### DATA FOR THE TASK ###

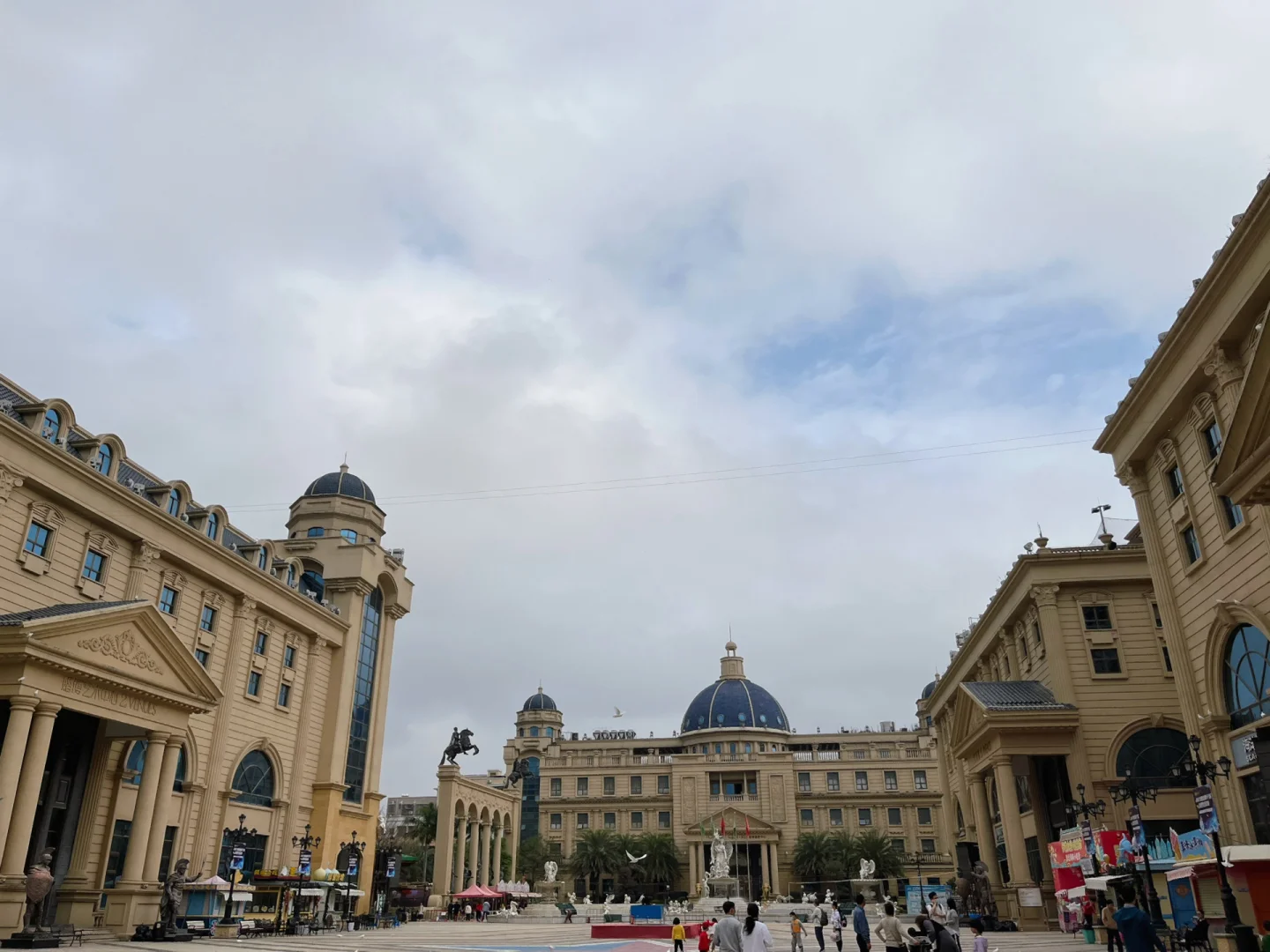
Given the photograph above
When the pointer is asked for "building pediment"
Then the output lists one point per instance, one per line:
(127, 643)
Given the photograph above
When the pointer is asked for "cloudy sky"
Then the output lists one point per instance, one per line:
(488, 245)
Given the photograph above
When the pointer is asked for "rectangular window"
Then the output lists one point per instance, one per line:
(1213, 439)
(1106, 660)
(37, 539)
(1233, 513)
(1096, 617)
(1191, 544)
(118, 852)
(1174, 478)
(93, 565)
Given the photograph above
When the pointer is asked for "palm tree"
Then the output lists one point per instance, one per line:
(888, 861)
(816, 859)
(594, 854)
(661, 861)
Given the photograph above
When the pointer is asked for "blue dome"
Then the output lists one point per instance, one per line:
(340, 484)
(735, 703)
(539, 703)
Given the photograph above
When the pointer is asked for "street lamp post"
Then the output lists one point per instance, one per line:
(1086, 811)
(1133, 790)
(352, 852)
(1203, 773)
(238, 850)
(305, 845)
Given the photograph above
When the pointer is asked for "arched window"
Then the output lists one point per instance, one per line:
(363, 692)
(254, 779)
(52, 426)
(1151, 755)
(1247, 675)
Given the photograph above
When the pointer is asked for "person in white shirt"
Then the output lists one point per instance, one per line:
(756, 936)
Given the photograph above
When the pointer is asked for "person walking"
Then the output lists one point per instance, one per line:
(1134, 926)
(889, 931)
(860, 925)
(756, 937)
(728, 936)
(796, 933)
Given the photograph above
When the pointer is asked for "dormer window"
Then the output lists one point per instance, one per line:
(51, 427)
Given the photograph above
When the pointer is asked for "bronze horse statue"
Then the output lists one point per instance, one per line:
(460, 743)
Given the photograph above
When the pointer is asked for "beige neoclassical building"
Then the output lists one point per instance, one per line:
(735, 761)
(163, 673)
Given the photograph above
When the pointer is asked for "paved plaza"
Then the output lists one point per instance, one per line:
(531, 937)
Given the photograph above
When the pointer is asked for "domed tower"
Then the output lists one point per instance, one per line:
(735, 703)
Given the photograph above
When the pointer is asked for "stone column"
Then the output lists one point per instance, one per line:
(144, 811)
(1007, 796)
(163, 802)
(26, 795)
(138, 571)
(497, 862)
(20, 709)
(983, 828)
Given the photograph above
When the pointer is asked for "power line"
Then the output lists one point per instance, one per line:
(723, 475)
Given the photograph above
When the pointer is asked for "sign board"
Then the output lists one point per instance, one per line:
(1206, 810)
(1029, 897)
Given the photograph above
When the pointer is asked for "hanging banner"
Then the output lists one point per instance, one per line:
(1206, 810)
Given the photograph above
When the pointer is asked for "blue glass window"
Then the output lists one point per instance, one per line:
(254, 779)
(363, 692)
(93, 565)
(37, 539)
(51, 427)
(1247, 675)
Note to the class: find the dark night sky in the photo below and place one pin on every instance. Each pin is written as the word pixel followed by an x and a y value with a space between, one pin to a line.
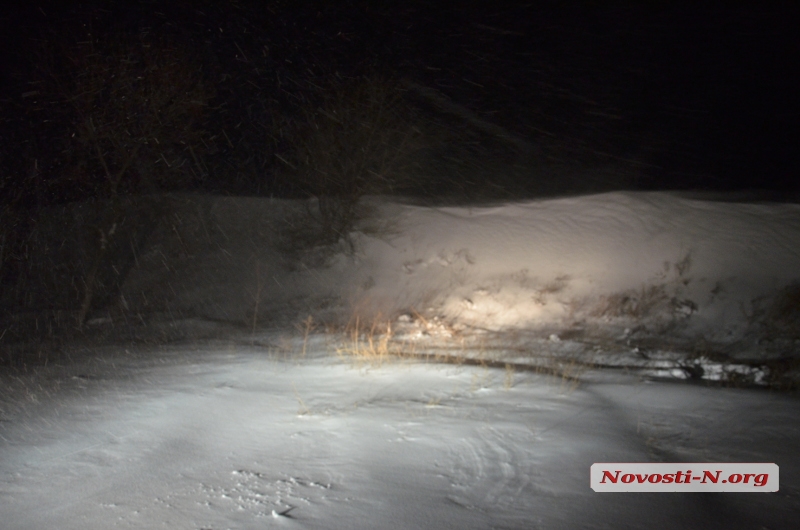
pixel 704 98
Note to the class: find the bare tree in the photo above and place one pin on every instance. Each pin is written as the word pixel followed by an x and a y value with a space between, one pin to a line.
pixel 135 104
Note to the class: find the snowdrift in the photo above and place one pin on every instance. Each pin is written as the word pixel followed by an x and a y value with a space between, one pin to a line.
pixel 620 265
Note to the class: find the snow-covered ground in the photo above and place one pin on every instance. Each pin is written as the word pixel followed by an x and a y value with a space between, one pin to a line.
pixel 202 402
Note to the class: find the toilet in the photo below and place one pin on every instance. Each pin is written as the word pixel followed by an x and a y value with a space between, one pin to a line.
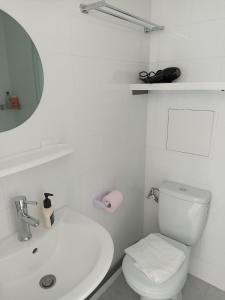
pixel 182 216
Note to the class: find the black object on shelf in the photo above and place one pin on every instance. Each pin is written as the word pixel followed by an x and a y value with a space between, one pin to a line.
pixel 167 75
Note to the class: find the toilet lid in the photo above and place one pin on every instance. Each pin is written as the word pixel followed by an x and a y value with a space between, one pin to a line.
pixel 140 283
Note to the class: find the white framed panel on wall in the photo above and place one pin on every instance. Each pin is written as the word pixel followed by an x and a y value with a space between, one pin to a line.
pixel 190 131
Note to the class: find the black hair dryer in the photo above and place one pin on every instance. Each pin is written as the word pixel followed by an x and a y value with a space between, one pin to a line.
pixel 167 75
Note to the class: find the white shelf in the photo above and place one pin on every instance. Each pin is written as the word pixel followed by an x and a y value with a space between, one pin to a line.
pixel 33 158
pixel 181 86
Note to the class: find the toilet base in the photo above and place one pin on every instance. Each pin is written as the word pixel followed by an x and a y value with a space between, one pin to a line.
pixel 177 297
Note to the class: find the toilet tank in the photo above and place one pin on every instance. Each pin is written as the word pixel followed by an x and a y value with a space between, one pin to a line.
pixel 183 211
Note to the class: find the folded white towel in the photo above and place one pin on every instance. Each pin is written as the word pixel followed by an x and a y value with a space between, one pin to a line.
pixel 156 258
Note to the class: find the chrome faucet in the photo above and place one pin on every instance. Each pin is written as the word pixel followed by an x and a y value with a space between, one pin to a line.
pixel 24 221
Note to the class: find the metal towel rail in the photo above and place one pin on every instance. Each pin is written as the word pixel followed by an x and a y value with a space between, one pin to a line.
pixel 102 5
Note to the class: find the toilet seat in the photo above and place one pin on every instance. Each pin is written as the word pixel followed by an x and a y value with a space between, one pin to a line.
pixel 145 287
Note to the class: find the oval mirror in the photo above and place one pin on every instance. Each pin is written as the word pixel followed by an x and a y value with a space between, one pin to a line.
pixel 21 74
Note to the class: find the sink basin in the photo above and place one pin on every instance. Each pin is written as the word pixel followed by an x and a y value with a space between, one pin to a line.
pixel 77 251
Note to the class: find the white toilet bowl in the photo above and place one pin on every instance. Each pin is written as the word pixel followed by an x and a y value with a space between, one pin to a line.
pixel 171 289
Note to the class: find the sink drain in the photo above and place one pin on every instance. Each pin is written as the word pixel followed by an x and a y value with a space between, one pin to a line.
pixel 47 281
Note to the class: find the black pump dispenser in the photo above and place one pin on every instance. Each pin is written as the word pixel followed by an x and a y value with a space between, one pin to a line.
pixel 47 202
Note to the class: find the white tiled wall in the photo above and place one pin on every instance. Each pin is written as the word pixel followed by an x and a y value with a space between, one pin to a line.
pixel 193 40
pixel 89 61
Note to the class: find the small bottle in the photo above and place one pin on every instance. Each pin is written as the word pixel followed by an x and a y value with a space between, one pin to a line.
pixel 48 211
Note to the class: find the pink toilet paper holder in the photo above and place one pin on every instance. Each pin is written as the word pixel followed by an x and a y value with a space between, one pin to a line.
pixel 98 203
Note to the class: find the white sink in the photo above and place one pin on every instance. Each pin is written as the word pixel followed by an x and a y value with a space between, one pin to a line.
pixel 77 251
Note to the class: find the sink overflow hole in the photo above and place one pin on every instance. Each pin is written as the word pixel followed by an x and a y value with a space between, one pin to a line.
pixel 47 281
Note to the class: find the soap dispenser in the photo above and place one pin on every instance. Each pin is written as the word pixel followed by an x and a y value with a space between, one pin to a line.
pixel 48 212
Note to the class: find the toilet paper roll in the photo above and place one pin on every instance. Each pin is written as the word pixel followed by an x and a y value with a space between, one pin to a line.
pixel 112 201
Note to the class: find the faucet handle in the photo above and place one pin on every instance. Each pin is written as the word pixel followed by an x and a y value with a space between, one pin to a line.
pixel 31 202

###

GOAL OF THE EXERCISE - In the data, how many lines include the string "window"? Reply with only that number.

RESULT BELOW - 4